Task: Copy out, unchanged, the part of the records that opens with the line containing "Where can the car door" and closes with the line containing "<point>271,23</point>", both of those lines included.

The input:
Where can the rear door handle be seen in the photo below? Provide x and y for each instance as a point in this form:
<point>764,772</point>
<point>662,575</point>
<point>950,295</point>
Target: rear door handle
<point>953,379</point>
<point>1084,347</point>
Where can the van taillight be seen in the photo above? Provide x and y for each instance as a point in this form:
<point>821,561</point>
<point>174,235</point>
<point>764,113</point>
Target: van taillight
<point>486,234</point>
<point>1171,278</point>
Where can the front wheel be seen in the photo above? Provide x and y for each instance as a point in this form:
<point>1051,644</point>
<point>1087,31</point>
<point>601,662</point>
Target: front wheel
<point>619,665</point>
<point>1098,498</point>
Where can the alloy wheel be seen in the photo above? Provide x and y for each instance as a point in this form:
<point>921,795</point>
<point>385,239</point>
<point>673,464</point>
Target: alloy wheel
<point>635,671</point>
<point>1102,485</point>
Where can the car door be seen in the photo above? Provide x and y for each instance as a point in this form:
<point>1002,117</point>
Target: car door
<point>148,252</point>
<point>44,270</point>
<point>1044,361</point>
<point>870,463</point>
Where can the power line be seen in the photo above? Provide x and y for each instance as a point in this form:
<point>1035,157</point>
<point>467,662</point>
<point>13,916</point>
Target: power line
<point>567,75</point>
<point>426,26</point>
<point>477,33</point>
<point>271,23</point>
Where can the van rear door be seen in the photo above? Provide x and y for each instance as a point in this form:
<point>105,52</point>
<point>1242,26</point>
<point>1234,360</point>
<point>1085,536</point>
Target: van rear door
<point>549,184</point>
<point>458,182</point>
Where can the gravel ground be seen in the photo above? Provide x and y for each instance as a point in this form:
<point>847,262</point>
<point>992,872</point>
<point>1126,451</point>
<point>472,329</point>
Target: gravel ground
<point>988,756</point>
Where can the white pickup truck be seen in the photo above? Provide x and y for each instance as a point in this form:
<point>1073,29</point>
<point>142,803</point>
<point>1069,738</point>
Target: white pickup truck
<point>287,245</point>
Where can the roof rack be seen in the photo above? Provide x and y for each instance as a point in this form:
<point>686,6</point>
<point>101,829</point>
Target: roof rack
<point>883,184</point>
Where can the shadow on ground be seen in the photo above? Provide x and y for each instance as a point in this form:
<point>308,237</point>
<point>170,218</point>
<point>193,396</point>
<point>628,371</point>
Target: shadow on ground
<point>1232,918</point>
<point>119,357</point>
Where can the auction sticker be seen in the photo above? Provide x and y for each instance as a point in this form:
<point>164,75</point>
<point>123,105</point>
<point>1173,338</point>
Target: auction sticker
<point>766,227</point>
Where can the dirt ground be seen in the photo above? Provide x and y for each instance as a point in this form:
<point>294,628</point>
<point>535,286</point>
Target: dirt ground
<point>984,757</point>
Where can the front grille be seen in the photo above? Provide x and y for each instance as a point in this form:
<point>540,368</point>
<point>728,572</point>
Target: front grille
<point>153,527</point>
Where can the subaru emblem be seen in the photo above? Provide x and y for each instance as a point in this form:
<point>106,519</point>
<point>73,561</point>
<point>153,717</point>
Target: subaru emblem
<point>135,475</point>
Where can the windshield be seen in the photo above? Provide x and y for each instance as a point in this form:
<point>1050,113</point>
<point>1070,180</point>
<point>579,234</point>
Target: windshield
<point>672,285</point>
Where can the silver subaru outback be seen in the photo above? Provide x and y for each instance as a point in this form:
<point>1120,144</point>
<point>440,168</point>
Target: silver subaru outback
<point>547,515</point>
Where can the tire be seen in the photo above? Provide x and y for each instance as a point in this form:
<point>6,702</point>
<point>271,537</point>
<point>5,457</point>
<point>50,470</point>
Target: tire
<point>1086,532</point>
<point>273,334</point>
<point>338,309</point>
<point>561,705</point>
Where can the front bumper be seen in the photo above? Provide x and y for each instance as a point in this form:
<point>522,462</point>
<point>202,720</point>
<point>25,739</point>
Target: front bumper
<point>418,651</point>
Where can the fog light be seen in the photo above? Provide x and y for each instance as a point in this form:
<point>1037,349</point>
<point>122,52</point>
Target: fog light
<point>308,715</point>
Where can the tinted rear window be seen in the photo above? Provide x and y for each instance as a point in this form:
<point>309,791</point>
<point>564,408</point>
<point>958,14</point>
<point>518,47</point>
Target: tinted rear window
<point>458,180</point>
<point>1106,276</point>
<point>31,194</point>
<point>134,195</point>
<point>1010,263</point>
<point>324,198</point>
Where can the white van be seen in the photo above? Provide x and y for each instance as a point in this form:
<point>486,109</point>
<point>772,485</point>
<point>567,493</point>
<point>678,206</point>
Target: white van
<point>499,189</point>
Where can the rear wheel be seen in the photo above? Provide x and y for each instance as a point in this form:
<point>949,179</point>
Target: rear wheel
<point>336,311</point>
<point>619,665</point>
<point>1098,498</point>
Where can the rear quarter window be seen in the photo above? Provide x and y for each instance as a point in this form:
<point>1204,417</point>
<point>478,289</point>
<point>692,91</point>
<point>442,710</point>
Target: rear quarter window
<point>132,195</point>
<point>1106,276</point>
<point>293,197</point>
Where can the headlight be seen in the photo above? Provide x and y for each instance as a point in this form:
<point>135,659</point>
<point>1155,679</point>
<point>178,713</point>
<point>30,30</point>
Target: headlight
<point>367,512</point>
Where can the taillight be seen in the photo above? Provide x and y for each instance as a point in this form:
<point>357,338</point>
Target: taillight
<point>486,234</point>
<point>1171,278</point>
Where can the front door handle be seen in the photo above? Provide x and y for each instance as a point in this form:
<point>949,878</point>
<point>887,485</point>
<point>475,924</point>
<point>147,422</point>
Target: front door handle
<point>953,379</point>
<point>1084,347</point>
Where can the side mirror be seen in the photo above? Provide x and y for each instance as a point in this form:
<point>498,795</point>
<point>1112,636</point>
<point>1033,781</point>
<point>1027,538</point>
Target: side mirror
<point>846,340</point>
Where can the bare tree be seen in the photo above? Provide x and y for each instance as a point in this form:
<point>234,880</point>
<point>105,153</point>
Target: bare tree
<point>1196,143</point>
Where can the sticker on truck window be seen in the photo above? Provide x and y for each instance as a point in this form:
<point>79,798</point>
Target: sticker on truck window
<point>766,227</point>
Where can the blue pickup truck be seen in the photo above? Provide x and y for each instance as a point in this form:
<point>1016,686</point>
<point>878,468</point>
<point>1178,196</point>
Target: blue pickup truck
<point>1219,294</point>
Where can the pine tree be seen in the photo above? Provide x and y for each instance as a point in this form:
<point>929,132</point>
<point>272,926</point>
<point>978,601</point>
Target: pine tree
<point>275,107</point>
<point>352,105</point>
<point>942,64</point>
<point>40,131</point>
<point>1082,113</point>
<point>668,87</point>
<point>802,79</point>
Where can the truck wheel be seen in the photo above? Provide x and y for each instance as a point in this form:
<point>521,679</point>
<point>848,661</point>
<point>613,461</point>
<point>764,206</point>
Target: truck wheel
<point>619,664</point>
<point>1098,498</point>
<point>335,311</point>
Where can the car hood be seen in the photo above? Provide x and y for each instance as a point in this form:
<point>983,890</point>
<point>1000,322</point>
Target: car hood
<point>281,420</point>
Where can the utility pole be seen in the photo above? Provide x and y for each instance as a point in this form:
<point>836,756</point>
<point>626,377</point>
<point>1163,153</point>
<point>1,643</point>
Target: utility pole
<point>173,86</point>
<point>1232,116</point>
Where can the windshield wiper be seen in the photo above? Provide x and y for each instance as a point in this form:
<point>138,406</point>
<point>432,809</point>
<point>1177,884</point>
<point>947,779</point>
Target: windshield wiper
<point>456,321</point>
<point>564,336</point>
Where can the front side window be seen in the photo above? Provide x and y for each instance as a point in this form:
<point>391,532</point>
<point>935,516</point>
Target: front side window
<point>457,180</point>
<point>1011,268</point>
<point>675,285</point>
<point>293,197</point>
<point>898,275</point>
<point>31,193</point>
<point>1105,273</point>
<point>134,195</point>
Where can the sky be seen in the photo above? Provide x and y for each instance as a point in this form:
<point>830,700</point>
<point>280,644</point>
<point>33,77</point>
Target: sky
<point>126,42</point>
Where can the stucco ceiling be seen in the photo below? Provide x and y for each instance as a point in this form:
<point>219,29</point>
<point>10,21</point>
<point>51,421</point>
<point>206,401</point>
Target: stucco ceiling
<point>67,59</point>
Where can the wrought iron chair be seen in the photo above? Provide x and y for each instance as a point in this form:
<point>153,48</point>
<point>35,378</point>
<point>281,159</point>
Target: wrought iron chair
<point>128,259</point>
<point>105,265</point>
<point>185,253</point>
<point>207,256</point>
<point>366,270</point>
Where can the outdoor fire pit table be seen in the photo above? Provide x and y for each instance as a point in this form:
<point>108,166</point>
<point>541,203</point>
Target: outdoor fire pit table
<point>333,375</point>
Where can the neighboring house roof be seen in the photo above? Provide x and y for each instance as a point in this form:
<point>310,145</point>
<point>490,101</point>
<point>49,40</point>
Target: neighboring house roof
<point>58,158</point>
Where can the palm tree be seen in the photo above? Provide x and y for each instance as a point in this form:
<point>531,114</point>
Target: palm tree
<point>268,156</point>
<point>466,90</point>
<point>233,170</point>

Expected answer:
Where can the car door be seen in the photo above? Provide x and y for each instance as a point in this form:
<point>1002,117</point>
Target: car door
<point>148,252</point>
<point>44,270</point>
<point>1044,361</point>
<point>870,463</point>
Where can the power line be seen in the photo above? Provide x and y for each instance as a point in this form:
<point>1035,157</point>
<point>467,662</point>
<point>13,916</point>
Target: power line
<point>567,75</point>
<point>426,26</point>
<point>477,33</point>
<point>271,23</point>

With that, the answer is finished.